━━ Material provided ━━
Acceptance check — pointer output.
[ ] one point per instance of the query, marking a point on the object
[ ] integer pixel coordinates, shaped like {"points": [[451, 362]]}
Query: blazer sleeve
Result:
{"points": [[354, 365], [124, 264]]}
━━━
■ **Exercise objective**
Each line of the listing should be copied exactly.

■ **Response**
Acceptance check — pointer output.
[ ] one point per instance of the query, marking a point on the object
[ ] integer pixel coordinates, shaped like {"points": [[451, 362]]}
Query: blazer sleeve
Result:
{"points": [[354, 365], [124, 264]]}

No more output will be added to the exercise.